## Material for this exercise
========================================
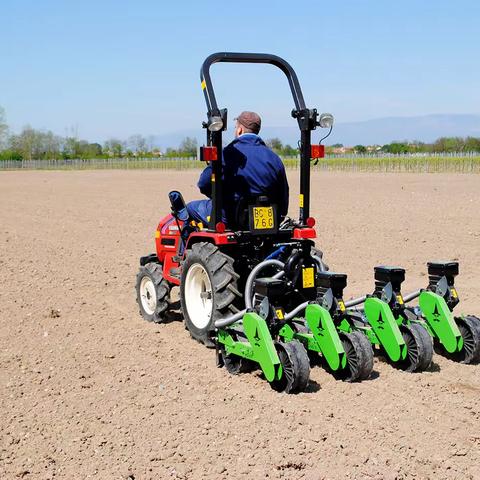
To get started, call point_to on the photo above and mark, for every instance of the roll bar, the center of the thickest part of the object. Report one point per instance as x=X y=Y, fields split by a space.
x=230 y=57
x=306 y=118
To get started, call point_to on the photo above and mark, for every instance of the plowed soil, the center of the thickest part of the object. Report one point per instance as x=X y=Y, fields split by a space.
========================================
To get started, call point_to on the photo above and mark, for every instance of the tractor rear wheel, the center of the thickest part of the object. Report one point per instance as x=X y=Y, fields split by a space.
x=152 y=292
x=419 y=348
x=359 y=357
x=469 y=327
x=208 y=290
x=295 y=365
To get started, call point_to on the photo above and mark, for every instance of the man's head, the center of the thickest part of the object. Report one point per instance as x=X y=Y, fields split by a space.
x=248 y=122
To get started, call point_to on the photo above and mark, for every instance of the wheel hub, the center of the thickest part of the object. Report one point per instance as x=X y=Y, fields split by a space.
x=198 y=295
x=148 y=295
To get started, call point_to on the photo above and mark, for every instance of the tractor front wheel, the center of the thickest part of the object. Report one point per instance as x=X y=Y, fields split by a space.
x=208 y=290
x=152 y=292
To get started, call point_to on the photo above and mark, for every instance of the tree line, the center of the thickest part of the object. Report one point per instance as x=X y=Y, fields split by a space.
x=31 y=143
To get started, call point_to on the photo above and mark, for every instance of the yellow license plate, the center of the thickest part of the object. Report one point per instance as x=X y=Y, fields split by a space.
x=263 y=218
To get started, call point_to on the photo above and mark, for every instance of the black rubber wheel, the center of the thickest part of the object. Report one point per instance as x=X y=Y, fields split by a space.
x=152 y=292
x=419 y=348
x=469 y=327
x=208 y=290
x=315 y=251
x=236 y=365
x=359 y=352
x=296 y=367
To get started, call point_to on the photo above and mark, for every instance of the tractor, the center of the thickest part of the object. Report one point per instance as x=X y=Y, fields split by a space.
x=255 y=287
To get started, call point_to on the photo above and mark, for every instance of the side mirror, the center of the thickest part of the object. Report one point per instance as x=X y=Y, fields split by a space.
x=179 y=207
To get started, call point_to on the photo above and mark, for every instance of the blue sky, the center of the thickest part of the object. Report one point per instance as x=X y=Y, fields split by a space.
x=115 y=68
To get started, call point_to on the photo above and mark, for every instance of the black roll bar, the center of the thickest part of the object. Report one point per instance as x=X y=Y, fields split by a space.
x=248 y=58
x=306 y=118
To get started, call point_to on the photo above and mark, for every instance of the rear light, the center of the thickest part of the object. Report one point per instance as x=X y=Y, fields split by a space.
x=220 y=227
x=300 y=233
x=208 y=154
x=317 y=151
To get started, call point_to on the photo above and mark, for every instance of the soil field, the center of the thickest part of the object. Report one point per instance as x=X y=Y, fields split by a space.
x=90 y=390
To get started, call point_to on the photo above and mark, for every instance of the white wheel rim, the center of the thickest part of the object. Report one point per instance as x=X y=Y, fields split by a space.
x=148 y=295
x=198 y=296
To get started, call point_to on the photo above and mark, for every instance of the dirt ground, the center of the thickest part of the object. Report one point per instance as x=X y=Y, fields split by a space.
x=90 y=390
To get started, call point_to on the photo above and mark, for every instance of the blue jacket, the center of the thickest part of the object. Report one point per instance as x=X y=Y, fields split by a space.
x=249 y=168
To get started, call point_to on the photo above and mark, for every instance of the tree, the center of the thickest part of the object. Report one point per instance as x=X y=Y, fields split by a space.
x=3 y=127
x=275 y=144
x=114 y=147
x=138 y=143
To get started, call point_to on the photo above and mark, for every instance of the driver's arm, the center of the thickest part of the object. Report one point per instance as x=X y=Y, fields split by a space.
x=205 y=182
========================================
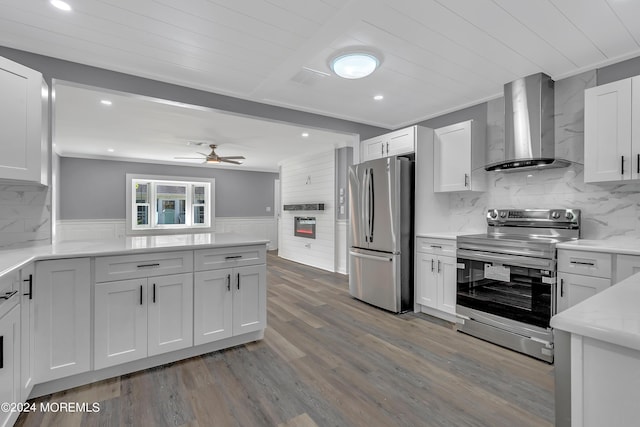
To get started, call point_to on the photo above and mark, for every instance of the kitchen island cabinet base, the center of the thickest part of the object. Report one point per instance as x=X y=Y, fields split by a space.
========================================
## Objective
Edit the part of the records that opens with the line containing "of the roll" and closes with the line containing "of the plowed" by replacing "thickest part" with "widest part", and give back only those lines with everything else unchanged.

## Full answer
To get started, call point_to on the photo above and mark, for every instance of the roll bar, the center of the widest part of the object. Report one point per instance as x=X y=Y, fields split by a space.
x=230 y=57
x=306 y=118
To get started, call point_to on the photo above and mark, for every instance of the plowed soil, the center of the widest part of the object. Report one point per instance as x=X y=Y, fields split by a space.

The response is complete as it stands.